• [Complete the following]:
**1)** In the gesture-recognition project updates, what service do the writers call the only way forward if they keep using both OpenPose and OpenCV?
**2)** Pick up the gesture-recognition project updates from their last sentence and continue them.

• [Excerpted passage]:
* BEGIN *

This week has been very unfortunate with all the midterms and projects I had due, so I wasn’t able to work on Capstone meaningfully. Aside from things that I got done last week coming to fruition this past week (e.g. requesting full access to Google Cloud platform within andrew.cmu.edu), I didn’t really start anything new. I will be traveling during spring break, but here are some deliverable tasks that I can achieve remotely:
This week, we started going deeper into the machine learning aspect of things. After some experimentation with OpenPose on the Nano, it became abundantly clear that if we want to meet our speed requirements we definitely should not run it locally. It’s good to know this early on – now we know that AWS EC2 is definitely the only way forward if we want to keep our current design of utilizing both OpenPose and OpenCV.
We also found out that OpenPose doesn’t recognize the back of hands, especially gestures where the fingers are not visible (like a closed fist with the back of the hand facing the camera). We are going to re-map some of our gestures so that we know that each gesture is, at minimum, recognized by OpenPose. This would greatly reduce the risk of a gesture that is never recognized later on, or the need for additional machine learning algorithms incorporated into the existing infrastructure.
(OpenPose can detect the hand backwards, but cannot do the same with a fist backwards)
We are quickly realizing the limitations of the Nano and seriously reconsidering changing to the Xavier. We are in contact with our advisor about this situation, and he is ready to order an Xavier for us if need be. Within the next two weeks, we can probably make a firmer decision on how to proceed. So far, only the CPU has shown serious limitations (overheating while running basic install commands, running OpenPose, etc.). Once OpenCV is installed and running, we can make a more accurate judgement.
This week I continued to work on the web application, working again on setting up the channel layer and web socket connections. I also decided to work more on setting up the Jetson Nano to run OpenPose and OpenCV, as finalizing the web application was less important than catching up to the gesture recognition parts of the project.
Getting OpenPose installed on the Jetson Nano was mostly smooth, but had some hiccups on the way from errors in the installation guide that I was able to solve with the help of some other groups that installed on the Xavier. I was also able to install OpenCV which went smoothly. After installing OpenPose, I tried to get video streaming working to test the FPS we would get after finally getting our camera, but I had difficulties getting that setup. Instead, I just experimented with running OpenPose in a similar fashion as Sung had been doing on his laptop. Initial results are not very promising, but I am not sure if OpenPose was making full use of the GPU.
Next week is spring break, so I do not anticipate doing much, but after break I hope to continue to work on the Nano and begin OpenCV + glove part.
Hello from Team *wave* Google!
This week we presented our design report (great job Claire!!) and worked on our design report. After our design report, we received useful feedback regarding confusion matrixes, something that would be useful for us to add onto our existing design. We had already decided to individually classify the accuracy of all our gestures, and by combining that information with a confusion matrix, we can hope to achieve better results.
Another important feedback that we received goes along with one the bigger risks of our project that has put as a bit behind schedule, hardware. This week all our hardware components that we ordered finally arrived, allowing us to fully access the Jetson Nano’s capabilities. We had already determined that OpenPose was unlikely to successfully run the Nano given the performance of other groups on the Xavier, and we have thus choose to minimize the dependencies on the Nano instead running on a p2 EC2 instance. We should be able to know much more confidently next week if OpenCV will have acceptable performance on the Nano, and if not we will strongly consider pivoting to TK or Xavier.

* END *

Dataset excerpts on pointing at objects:
* BEGIN *

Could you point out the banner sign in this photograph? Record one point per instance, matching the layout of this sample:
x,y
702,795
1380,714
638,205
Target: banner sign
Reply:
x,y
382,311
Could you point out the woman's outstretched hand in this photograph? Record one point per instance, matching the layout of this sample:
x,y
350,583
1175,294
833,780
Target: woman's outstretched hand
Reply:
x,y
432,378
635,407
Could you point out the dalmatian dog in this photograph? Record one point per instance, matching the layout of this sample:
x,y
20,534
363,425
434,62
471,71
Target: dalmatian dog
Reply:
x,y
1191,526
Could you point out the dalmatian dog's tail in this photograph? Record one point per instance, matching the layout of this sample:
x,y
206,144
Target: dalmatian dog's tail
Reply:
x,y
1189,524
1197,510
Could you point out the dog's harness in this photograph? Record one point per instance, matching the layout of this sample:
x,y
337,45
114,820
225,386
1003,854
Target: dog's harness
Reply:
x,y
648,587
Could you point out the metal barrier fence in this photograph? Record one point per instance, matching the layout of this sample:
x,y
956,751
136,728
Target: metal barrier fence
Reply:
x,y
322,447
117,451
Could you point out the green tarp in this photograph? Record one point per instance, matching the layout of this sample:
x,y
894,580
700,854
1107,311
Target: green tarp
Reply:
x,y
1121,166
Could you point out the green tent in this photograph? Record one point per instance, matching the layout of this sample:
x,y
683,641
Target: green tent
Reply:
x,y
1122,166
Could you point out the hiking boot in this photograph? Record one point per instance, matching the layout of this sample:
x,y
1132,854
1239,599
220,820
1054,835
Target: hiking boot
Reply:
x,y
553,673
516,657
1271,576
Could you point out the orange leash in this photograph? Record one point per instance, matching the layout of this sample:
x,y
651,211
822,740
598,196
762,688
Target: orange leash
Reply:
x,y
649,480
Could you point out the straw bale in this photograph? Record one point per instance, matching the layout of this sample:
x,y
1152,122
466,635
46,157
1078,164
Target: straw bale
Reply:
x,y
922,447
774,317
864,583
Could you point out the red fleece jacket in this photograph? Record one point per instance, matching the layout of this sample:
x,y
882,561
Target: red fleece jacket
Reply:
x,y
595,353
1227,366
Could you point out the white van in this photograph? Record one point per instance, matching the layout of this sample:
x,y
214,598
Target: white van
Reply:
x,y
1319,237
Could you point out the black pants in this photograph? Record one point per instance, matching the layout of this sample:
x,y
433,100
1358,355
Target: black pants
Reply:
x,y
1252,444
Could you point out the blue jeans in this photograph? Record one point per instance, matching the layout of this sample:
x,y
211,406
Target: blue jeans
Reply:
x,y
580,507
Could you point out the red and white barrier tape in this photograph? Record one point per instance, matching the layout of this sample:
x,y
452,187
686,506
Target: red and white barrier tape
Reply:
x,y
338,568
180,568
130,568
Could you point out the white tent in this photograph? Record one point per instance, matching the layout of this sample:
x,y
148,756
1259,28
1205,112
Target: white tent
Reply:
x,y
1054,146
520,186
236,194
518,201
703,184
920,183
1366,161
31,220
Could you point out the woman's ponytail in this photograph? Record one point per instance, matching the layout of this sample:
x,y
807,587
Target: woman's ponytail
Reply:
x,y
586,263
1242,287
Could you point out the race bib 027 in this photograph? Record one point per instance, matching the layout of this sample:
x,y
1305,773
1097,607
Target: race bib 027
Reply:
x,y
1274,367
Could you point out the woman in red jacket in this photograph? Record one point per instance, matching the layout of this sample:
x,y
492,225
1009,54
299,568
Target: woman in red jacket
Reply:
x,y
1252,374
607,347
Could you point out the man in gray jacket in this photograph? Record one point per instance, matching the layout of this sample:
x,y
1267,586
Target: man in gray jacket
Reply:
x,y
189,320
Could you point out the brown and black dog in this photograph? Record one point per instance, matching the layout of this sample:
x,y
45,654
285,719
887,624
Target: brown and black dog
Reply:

* END *

• [Results in order]:
**1)** AWS EC2

**2)**
Regarding the other component of the project, the Google Assistant SDK and Web Application, we have made good progress on that figuring out the way to link up to two using simple Web Sockets. We know that we can get the text response from Google Assistant and using a Web Socket connection relay that information to the Web Application. Further experimentation next week, will determine in more detail the scope and capabilities of Google Assistant SDK.
All in all, we are a bit behind schedule which is exacerbated by Spring Break approaching. However, we still have a good amount of slack and with clear tasks next week we hope to make good progress before Spring Break.
This week, I did the Design Review presentation and worked on the report. I also spent a long time exploring the Google Assistant SDK and gRPC basics.
For the Google Assistant SDK, I got to the point where I was almost able to run the sample code on the Nano. I bumped into a lot of unforeseen permissions issues on the Nano, which took a few hours to resolve.
Now, I am stuck at a point where I need to register the device with Google Assistant, but despite a few hours of probing around I cannot get a good answer on why this is happening. It seems like there is, again, a permissions issue. There are not too many online resources for debugging this because it is a little niche and Google’s tutorial for it is quite incomplete.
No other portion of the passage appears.